◆ **Request**: Pick out every line in the entries below that contains the string "positive", and copy each one. Matching is case-sensitive.

[[ Dataset records open ]]

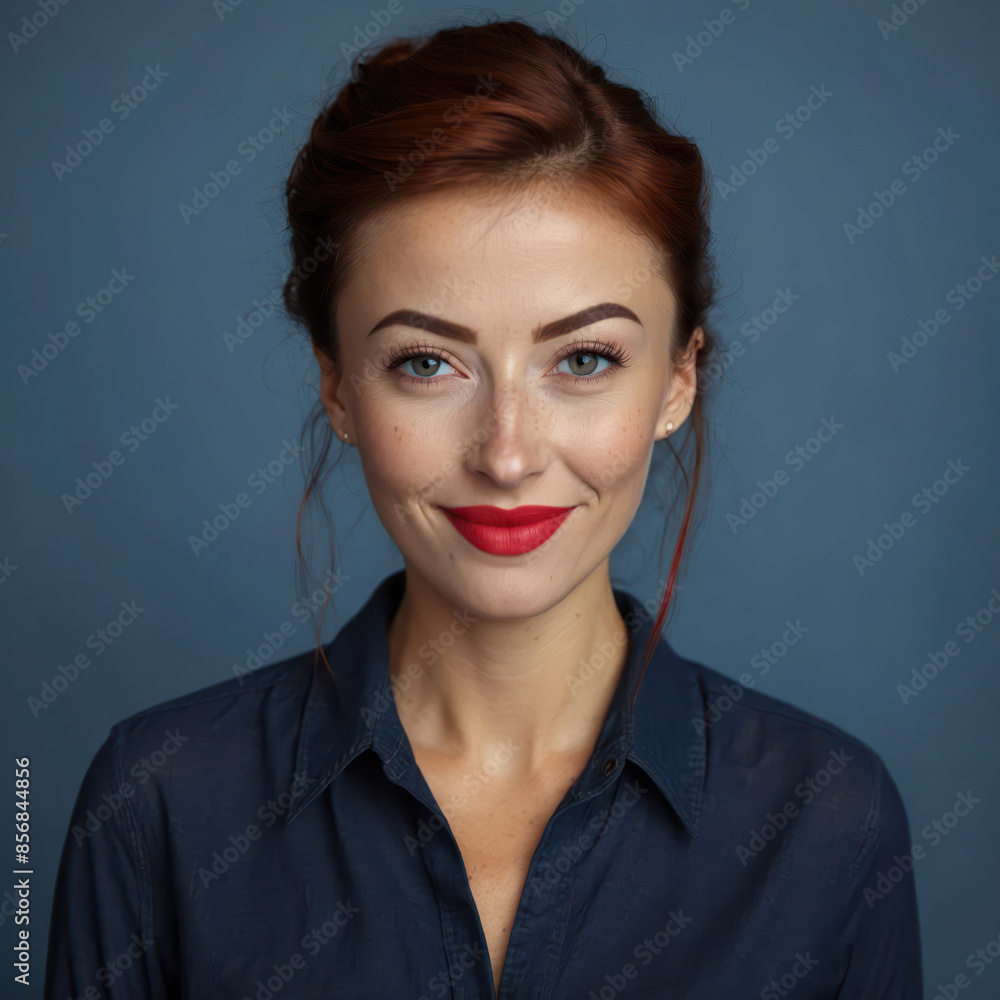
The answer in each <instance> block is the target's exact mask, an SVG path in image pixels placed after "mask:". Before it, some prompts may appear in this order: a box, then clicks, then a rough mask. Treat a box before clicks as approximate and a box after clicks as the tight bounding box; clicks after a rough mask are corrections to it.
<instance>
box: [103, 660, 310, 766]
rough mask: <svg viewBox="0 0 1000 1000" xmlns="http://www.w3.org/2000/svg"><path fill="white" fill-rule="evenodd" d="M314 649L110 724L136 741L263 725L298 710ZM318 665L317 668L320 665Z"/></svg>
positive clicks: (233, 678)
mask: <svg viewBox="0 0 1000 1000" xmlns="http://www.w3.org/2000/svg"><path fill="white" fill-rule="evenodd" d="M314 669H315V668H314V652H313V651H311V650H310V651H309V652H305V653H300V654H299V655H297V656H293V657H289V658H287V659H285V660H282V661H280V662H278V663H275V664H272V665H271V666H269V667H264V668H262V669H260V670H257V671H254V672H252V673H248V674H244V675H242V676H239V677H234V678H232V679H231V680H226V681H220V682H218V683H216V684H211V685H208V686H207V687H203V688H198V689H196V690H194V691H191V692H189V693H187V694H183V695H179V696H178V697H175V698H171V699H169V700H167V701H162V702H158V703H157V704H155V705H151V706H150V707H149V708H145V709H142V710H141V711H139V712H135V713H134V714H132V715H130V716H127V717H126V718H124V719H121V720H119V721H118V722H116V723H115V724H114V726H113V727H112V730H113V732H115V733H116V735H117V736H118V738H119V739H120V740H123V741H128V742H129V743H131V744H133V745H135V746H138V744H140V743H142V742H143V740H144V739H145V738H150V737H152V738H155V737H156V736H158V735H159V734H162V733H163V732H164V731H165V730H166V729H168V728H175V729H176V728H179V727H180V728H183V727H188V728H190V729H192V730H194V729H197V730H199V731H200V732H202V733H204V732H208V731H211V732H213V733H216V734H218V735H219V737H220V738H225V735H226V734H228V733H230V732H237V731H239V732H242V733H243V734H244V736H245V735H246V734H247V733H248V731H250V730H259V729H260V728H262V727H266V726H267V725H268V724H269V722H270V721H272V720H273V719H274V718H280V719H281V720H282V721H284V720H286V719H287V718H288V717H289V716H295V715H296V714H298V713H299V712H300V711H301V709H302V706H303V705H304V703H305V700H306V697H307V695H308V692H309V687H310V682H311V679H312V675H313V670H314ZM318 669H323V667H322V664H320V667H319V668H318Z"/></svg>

[[ Dataset records closed ]]
[[ Dataset records open ]]

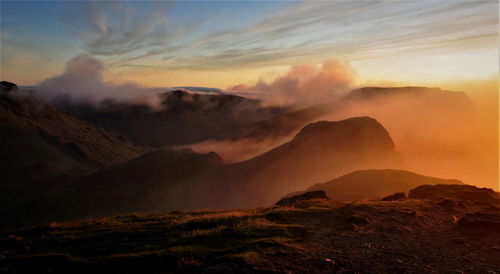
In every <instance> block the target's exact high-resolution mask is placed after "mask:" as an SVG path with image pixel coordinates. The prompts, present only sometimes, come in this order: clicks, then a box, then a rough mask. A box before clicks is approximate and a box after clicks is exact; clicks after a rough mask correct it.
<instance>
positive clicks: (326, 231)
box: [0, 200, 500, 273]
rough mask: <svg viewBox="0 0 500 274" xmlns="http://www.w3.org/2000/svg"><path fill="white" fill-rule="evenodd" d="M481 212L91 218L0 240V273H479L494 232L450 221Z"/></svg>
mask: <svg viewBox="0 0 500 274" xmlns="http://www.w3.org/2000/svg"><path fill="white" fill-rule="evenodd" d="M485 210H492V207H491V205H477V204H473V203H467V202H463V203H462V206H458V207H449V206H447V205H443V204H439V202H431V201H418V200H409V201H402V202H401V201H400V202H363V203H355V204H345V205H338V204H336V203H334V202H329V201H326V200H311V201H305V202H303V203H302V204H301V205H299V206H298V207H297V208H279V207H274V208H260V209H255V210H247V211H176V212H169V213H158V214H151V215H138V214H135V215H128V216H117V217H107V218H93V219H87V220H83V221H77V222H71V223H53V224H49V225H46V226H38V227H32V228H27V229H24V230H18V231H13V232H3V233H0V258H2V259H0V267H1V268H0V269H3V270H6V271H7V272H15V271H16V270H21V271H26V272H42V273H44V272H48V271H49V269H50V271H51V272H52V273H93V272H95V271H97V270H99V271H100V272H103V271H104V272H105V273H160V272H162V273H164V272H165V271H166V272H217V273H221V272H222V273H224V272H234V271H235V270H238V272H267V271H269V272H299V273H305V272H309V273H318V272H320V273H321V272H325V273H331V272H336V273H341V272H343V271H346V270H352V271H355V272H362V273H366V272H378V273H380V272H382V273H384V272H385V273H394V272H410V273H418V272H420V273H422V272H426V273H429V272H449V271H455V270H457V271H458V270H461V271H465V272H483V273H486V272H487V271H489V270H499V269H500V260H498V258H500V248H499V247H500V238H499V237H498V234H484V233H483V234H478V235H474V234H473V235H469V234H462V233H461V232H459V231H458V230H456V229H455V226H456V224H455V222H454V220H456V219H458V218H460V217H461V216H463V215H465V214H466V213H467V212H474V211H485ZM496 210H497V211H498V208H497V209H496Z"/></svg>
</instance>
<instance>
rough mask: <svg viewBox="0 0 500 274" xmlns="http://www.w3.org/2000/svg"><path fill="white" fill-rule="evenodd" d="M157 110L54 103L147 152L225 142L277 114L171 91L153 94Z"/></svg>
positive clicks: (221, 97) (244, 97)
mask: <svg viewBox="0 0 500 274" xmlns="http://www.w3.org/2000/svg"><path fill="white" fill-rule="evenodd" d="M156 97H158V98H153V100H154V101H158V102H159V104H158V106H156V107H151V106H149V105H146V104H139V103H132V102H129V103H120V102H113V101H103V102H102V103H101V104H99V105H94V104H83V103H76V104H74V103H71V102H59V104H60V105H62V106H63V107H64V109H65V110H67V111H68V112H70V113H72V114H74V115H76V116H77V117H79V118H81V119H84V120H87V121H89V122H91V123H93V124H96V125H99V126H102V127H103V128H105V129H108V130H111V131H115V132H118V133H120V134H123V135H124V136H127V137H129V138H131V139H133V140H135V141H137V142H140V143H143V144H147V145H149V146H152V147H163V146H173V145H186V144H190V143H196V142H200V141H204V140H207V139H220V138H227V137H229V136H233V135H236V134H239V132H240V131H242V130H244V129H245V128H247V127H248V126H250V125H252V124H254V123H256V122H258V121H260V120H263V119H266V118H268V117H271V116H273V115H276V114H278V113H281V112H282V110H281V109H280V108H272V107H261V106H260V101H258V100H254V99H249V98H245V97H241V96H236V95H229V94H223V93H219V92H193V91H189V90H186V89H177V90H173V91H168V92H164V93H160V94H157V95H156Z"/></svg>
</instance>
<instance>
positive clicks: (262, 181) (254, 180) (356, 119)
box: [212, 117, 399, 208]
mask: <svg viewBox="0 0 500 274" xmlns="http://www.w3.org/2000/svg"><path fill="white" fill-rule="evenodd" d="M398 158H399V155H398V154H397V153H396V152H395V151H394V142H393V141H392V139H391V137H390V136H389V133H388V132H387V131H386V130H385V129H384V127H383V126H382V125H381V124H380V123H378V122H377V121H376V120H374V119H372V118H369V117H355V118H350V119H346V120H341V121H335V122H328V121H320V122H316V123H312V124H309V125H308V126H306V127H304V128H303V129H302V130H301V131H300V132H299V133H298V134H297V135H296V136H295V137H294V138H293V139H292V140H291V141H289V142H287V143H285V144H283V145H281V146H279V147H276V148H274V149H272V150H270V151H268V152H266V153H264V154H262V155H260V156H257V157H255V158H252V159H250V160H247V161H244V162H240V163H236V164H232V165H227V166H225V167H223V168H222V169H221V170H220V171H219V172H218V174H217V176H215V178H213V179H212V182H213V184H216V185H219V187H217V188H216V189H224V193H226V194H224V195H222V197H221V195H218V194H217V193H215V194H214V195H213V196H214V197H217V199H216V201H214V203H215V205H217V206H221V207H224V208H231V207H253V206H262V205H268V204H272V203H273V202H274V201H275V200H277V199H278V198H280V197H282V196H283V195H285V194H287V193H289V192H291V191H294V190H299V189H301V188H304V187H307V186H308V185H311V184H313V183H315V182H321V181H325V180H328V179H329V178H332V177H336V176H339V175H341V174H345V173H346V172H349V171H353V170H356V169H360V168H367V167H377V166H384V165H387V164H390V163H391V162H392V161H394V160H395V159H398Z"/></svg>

[[ Dataset records closed ]]
[[ Dataset records open ]]

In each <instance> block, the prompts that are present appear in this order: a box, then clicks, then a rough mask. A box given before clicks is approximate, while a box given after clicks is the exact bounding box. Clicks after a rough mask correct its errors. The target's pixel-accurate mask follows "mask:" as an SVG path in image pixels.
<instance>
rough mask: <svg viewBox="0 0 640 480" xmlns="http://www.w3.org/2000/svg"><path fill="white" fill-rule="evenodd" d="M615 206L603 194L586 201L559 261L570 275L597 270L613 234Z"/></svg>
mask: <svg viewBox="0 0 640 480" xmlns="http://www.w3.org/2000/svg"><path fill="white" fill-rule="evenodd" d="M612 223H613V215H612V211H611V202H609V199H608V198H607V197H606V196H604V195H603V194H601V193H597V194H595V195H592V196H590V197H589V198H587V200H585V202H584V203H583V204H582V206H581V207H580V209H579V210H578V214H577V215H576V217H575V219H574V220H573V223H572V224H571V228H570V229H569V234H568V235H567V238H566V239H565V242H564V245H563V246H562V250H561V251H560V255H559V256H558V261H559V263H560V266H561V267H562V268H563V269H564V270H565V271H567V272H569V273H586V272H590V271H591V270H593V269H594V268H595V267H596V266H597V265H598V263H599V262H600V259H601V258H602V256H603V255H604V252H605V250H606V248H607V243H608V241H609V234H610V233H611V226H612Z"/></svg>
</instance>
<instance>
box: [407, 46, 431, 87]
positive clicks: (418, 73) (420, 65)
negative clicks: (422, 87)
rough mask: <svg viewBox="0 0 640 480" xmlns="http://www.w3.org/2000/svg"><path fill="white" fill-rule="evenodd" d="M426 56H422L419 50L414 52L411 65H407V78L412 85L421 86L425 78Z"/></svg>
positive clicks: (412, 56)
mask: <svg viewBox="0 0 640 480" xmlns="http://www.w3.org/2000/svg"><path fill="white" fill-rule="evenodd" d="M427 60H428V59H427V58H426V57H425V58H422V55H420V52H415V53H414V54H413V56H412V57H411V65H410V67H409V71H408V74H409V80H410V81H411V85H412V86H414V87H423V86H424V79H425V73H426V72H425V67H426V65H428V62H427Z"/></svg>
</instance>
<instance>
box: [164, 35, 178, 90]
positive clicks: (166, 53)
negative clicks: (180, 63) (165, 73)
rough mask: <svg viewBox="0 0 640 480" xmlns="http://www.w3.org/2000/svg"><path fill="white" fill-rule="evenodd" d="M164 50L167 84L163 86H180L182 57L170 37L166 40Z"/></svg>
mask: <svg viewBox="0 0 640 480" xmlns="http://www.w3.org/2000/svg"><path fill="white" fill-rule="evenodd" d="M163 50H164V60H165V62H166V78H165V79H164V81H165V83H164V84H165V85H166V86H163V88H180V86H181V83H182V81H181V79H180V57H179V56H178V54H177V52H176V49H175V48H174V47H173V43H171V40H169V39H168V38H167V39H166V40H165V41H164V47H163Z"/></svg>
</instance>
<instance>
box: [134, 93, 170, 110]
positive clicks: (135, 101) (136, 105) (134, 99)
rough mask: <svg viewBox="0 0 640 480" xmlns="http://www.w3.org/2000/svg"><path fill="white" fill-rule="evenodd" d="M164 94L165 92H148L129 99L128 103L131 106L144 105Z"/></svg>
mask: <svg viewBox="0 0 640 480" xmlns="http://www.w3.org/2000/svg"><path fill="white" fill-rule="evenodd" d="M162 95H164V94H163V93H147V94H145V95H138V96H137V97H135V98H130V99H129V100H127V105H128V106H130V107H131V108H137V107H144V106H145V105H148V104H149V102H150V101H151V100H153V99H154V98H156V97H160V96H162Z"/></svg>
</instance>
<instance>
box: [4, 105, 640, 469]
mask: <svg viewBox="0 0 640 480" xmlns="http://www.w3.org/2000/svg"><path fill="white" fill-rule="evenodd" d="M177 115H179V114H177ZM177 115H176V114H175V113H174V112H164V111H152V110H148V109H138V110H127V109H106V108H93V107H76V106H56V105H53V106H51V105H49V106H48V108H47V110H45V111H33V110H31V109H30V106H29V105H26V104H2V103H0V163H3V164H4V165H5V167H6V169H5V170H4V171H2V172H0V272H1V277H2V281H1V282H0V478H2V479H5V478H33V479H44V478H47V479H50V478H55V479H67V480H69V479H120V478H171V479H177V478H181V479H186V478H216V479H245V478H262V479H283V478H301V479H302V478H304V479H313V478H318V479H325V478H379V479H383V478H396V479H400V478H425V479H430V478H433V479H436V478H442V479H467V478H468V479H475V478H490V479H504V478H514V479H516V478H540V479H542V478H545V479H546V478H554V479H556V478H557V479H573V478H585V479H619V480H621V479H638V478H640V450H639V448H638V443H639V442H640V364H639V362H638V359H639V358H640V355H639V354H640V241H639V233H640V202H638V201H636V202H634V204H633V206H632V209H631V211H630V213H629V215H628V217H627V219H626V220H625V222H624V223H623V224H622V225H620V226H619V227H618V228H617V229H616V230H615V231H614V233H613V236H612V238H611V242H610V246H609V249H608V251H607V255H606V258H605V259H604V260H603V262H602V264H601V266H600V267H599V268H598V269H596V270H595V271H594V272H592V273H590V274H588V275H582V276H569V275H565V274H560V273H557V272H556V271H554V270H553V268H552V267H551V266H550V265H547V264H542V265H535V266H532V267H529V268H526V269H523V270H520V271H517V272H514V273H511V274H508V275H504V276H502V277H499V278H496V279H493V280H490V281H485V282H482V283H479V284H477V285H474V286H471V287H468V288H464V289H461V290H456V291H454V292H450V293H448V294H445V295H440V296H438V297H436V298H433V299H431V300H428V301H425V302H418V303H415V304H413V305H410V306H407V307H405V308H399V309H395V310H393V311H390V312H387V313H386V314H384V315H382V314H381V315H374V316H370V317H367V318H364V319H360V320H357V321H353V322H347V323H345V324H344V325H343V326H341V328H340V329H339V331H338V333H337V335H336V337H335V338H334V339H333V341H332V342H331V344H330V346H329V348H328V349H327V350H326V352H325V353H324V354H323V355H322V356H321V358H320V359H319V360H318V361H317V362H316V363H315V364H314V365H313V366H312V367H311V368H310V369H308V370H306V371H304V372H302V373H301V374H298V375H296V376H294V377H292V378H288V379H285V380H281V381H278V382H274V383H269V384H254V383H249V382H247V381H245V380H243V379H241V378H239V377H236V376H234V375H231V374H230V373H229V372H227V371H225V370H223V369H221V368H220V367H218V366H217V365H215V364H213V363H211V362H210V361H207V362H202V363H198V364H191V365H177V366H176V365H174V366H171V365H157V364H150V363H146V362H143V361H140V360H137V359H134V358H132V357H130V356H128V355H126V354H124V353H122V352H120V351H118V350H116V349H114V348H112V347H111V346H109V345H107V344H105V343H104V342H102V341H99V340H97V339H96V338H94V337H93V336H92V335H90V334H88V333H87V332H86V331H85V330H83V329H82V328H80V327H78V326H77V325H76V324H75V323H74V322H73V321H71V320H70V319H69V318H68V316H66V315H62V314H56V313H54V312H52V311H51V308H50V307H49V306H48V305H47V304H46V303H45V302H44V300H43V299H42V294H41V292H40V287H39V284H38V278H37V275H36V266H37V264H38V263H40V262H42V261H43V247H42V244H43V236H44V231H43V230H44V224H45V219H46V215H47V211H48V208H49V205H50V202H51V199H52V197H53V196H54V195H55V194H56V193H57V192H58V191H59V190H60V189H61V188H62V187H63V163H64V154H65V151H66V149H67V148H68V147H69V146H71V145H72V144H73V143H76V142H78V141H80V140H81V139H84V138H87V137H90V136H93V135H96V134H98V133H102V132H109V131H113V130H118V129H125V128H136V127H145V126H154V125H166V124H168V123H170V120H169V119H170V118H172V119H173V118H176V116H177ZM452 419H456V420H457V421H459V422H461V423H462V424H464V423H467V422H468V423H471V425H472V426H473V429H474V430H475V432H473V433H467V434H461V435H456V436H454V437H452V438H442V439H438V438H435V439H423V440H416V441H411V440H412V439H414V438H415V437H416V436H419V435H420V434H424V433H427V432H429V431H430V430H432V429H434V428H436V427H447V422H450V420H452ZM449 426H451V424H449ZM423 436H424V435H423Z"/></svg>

[[ Dataset records closed ]]

◆ **Task answer**:
positive clicks: (233, 678)
positive clicks: (326, 231)
positive clicks: (221, 97) (244, 97)
positive clicks: (262, 181) (254, 180) (356, 119)
positive clicks: (418, 73) (420, 65)
positive clicks: (412, 56)
positive clicks: (166, 53)
positive clicks: (135, 101) (136, 105) (134, 99)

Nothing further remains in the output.